• Set exercise 1
Please reproduce the DBSCAN k-distance excerpt in full, word for word.

• Extract provided
■ ■ ■ ■

We compute these distances using the custom KNN implementation from the
repository to remain consistent with the DBSCAN distance metric.

### Standardization Note

Although DBSCAN does not require scaling in theory, distance-based neighborhoods
are sensitive to feature scale. We therefore work with standardized features
in subsequent analysis.

In [None]:
X_std = standardize(X)

from rice_ml.supervised_learning.knn import KNNClassifier

min_samples = 10
k = min_samples - 1

knn = KNNClassifier(n_neighbors=k, metric="euclidean")
knn.fit(X_std, np.zeros(len(X_std)))  # dummy labels

distances, _ = knn.kneighbors(X_std)
k_distances = np.sort(distances[:, -1])

plt.figure(figsize=(6, 4))
plt.plot(k_distances)
plt.title("k-Distance Plot (k = min_samples - 1)")
plt.xlabel("Sorted Points")
plt.ylabel("k-th Nearest Neighbor Distance")
plt.show()


### Interpretation

The k-distance curve exhibits a relatively flat region followed by a sharp
increase. The flat portion corresponds to points inside dense clusters, while
the steep rise indicates sparse regions and noise. The transition point (the
“elbow”) provides an empirical estimate for a suitable value of $\varepsilon$.
Choosing $\varepsilon$ near this elbow balances cluster completeness with noise
separation.

### Local Density Visualization via k-NN Distances

To better understand how density varies across the feature space, we color each
point by its distance to the k-th nearest neighbor. Smaller values indicate
denser regions.

■ ■ ■ ■

• Entries provided
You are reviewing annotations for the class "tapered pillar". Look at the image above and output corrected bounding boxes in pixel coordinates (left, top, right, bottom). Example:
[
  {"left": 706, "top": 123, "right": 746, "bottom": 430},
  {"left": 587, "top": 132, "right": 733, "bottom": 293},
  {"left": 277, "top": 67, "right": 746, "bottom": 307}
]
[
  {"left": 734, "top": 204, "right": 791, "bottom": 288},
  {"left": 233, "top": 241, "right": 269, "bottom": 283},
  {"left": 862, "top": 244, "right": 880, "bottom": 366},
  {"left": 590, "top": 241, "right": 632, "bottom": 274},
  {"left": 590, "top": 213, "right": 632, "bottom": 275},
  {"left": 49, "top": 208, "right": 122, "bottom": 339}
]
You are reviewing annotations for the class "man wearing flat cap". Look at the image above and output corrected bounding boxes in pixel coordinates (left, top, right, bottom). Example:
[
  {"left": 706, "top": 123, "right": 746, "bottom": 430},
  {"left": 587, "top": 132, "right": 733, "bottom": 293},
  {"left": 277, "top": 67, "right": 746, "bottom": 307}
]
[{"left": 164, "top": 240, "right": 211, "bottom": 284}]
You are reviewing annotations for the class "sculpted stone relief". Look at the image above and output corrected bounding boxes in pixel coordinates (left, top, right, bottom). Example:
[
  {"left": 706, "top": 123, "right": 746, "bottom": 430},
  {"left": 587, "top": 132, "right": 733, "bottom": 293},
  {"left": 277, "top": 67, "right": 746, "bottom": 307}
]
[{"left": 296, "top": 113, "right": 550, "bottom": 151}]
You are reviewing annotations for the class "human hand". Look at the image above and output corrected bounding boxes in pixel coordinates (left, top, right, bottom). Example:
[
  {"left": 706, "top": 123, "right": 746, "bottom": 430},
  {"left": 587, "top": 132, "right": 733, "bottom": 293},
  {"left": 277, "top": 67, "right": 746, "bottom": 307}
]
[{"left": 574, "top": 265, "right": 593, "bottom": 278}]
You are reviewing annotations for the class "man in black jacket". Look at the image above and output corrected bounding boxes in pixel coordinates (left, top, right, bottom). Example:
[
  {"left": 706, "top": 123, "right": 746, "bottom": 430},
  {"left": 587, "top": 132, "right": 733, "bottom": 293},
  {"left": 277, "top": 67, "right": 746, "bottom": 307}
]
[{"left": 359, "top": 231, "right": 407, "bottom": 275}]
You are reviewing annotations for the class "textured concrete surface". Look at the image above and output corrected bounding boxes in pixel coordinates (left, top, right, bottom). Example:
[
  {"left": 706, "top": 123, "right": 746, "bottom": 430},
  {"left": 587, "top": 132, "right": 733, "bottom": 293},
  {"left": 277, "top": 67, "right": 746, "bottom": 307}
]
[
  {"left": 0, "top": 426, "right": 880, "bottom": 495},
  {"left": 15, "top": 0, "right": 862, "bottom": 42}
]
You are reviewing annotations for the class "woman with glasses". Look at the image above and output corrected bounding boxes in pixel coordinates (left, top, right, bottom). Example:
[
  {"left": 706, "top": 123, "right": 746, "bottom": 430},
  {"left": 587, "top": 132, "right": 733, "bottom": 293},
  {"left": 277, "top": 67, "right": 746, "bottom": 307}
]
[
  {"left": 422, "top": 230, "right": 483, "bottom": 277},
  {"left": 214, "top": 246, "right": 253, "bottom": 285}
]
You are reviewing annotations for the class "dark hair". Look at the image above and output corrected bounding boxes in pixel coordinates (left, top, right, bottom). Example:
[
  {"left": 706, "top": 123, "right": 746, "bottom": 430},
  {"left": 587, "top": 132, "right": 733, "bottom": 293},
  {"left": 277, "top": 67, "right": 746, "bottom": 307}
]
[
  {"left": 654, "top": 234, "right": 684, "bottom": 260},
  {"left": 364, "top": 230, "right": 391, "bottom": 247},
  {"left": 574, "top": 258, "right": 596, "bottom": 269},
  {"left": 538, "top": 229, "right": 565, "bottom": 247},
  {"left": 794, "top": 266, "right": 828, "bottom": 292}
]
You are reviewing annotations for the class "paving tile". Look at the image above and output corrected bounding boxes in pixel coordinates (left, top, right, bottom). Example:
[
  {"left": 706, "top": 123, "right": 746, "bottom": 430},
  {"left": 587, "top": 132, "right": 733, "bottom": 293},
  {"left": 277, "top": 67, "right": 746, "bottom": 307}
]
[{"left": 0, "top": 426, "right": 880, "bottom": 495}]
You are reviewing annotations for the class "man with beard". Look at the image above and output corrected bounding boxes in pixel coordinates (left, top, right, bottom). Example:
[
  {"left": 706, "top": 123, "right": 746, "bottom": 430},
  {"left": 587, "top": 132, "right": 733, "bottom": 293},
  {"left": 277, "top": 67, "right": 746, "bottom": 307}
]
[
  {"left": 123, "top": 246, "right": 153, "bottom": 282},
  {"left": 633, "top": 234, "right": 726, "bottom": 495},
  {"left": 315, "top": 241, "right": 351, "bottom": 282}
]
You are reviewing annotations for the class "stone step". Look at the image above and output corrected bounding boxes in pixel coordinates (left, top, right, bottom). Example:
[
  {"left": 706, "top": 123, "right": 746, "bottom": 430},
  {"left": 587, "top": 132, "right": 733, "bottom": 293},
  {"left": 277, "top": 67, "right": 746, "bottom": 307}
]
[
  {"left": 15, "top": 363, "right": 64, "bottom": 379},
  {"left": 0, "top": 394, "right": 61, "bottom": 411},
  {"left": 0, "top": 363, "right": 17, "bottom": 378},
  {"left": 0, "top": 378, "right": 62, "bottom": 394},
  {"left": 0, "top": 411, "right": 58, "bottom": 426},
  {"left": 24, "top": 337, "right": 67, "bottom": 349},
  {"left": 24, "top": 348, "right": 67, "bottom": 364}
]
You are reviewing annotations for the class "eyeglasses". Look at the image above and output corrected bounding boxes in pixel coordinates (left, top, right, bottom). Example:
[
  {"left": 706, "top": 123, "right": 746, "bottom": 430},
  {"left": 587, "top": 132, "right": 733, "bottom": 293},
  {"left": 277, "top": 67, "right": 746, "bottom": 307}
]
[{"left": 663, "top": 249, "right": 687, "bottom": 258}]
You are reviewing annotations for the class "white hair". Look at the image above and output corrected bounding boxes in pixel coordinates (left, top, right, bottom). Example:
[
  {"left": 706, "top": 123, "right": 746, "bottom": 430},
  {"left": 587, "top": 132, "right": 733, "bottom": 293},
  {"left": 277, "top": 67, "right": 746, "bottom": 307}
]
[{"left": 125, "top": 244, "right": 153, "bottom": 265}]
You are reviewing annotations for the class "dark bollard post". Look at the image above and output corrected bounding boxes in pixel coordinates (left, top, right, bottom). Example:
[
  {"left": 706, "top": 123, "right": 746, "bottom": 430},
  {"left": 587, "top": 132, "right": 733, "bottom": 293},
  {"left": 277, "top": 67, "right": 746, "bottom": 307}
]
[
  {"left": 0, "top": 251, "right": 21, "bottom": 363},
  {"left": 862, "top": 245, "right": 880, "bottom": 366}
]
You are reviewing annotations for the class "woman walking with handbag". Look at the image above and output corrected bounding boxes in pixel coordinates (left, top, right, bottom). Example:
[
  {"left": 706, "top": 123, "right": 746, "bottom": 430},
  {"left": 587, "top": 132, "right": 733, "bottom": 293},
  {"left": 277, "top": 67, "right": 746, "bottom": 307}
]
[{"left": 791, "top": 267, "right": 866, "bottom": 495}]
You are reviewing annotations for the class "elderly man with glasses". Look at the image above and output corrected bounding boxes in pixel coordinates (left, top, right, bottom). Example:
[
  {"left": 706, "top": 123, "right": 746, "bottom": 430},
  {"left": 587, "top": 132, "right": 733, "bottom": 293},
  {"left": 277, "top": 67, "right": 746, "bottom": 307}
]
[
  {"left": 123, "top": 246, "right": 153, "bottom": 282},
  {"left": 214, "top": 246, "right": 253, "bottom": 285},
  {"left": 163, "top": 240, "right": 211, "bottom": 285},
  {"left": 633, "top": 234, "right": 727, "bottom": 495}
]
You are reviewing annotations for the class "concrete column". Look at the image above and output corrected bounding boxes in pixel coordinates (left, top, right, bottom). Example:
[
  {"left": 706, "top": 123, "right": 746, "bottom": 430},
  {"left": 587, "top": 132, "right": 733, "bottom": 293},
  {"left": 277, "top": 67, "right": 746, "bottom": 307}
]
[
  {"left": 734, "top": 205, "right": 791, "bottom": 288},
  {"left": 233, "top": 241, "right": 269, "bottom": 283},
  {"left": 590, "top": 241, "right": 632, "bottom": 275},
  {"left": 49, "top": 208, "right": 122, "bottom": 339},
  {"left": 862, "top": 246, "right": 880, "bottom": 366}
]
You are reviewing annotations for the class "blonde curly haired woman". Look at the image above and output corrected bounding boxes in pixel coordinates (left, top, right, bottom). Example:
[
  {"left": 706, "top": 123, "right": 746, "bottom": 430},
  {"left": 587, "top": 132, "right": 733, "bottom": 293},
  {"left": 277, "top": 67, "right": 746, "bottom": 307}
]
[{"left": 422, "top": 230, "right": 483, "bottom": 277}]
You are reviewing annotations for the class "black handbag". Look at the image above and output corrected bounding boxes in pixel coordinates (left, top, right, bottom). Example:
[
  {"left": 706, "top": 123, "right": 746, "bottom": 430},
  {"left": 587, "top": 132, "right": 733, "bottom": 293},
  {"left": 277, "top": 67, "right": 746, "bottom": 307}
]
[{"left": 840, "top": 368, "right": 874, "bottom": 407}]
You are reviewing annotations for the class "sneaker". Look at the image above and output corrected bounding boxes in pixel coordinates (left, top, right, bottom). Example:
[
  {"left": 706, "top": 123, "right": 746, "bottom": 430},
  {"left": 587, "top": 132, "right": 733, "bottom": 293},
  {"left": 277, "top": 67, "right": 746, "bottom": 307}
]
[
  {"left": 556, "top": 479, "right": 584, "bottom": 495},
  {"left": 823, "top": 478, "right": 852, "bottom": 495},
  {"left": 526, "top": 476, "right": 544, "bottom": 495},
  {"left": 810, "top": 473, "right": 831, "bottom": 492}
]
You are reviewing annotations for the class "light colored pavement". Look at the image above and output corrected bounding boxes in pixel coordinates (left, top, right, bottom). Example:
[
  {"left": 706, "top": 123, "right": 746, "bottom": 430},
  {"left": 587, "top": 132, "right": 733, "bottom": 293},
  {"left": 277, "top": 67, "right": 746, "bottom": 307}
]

■ ■ ■ ■

• Set exercise 2
Pull out every line of the entries that contains the word "black".

• Right answer 1
We compute these distances using the custom KNN implementation from the
repository to remain consistent with the DBSCAN distance metric.

### Standardization Note

Although DBSCAN does not require scaling in theory, distance-based neighborhoods
are sensitive to feature scale. We therefore work with standardized features
in subsequent analysis.

In [None]:
X_std = standardize(X)

from rice_ml.supervised_learning.knn import KNNClassifier

min_samples = 10
k = min_samples - 1

knn = KNNClassifier(n_neighbors=k, metric="euclidean")
knn.fit(X_std, np.zeros(len(X_std)))  # dummy labels

distances, _ = knn.kneighbors(X_std)
k_distances = np.sort(distances[:, -1])

plt.figure(figsize=(6, 4))
plt.plot(k_distances)
plt.title("k-Distance Plot (k = min_samples - 1)")
plt.xlabel("Sorted Points")
plt.ylabel("k-th Nearest Neighbor Distance")
plt.show()


### Interpretation

The k-distance curve exhibits a relatively flat region followed by a sharp
increase. The flat portion corresponds to points inside dense clusters, while
the steep rise indicates sparse regions and noise. The transition point (the
“elbow”) provides an empirical estimate for a suitable value of $\varepsilon$.
Choosing $\varepsilon$ near this elbow balances cluster completeness with noise
separation.

### Local Density Visualization via k-NN Distances

To better understand how density varies across the feature space, we color each
point by its distance to the k-th nearest neighbor. Smaller values indicate
denser regions.

• Right answer 2
You are reviewing annotations for the class "man in black jacket". Look at the image above and output corrected bounding boxes in pixel coordinates (left, top, right, bottom). Example:
You are reviewing annotations for the class "black handbag". Look at the image above and output corrected bounding boxes in pixel coordinates (left, top, right, bottom). Example:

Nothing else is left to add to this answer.